• _Aim of the exercise_
Reproduce verbatim every line of the records from the first line through the line containing "323, 95, 360, 125", including both of these lines, and nothing beyond them.

Object detection data:
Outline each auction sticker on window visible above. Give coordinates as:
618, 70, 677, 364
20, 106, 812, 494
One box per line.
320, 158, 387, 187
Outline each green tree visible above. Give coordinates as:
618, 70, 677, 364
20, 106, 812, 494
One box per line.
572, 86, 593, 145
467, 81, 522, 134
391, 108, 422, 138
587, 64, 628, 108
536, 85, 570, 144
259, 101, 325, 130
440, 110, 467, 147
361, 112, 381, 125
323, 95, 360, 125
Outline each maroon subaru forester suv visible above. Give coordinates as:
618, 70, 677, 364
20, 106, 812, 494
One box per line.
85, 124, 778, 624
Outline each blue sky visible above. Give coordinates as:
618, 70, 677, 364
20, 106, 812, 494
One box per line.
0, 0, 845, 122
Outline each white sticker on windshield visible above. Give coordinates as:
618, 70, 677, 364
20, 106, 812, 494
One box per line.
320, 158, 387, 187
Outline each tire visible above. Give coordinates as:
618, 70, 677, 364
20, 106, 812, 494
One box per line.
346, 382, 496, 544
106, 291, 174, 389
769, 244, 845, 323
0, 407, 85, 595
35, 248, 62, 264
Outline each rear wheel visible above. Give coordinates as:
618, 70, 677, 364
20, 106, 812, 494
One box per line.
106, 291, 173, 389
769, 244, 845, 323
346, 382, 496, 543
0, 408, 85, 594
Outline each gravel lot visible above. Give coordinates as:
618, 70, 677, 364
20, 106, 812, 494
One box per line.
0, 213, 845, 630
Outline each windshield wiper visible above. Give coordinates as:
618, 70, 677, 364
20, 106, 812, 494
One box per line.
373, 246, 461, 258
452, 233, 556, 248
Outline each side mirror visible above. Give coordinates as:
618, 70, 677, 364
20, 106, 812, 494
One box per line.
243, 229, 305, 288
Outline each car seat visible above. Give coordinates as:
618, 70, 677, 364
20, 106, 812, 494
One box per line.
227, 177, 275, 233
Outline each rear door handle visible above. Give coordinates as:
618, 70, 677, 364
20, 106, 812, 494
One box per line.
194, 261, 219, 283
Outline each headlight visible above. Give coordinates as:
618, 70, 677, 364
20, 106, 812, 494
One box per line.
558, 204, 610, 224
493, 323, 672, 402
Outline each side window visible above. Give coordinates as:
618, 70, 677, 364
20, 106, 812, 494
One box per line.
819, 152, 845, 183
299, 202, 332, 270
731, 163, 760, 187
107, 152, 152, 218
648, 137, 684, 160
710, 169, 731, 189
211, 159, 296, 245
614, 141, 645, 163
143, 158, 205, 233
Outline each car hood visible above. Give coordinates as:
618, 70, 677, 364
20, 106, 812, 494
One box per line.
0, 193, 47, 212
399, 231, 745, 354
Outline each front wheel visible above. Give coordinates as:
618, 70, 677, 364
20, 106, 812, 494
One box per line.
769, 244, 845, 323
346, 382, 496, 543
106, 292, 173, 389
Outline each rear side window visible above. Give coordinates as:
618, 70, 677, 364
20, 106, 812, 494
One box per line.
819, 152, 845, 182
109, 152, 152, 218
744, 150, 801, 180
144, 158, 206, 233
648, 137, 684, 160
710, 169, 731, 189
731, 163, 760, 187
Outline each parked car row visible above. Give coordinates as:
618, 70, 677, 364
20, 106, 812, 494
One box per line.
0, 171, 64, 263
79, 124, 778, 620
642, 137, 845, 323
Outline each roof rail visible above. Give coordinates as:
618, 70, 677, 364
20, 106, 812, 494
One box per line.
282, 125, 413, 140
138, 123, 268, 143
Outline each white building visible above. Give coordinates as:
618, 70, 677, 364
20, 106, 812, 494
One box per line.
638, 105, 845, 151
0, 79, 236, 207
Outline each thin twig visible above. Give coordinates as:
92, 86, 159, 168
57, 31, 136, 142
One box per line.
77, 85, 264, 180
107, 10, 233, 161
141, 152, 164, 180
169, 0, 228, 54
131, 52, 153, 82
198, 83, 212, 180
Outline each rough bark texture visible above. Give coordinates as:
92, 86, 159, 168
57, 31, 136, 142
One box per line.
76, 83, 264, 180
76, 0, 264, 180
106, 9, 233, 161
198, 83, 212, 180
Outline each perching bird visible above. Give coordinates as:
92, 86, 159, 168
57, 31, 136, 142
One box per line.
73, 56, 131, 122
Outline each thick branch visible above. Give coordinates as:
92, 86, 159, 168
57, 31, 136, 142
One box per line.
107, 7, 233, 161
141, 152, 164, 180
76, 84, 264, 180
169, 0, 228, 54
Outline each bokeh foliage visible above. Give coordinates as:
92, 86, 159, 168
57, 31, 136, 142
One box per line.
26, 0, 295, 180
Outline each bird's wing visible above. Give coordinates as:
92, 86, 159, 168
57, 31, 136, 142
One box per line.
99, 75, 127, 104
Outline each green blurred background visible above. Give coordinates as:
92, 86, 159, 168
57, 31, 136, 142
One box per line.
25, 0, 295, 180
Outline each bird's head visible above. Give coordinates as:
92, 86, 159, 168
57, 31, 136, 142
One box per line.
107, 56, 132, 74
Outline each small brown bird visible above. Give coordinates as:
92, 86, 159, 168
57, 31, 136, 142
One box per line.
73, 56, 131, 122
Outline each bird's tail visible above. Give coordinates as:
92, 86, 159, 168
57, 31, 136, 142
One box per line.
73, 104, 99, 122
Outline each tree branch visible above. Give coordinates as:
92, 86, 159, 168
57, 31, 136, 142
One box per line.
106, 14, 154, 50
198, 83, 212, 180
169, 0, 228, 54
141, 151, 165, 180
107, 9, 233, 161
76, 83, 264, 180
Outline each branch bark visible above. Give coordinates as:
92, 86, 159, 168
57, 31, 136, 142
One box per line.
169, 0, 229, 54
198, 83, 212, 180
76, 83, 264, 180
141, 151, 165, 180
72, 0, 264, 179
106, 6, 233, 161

• _Expected answer_
Outline each auction sticker on window visible above. Give coordinates as:
618, 70, 677, 364
20, 106, 812, 494
One box per line.
320, 158, 387, 187
Outline each green tree visible above. Give coordinates as:
618, 70, 677, 364
20, 106, 812, 494
One box per line.
572, 86, 593, 145
467, 81, 522, 134
391, 108, 422, 138
587, 64, 628, 108
536, 85, 570, 144
259, 101, 325, 130
440, 110, 467, 147
361, 112, 381, 125
323, 95, 360, 125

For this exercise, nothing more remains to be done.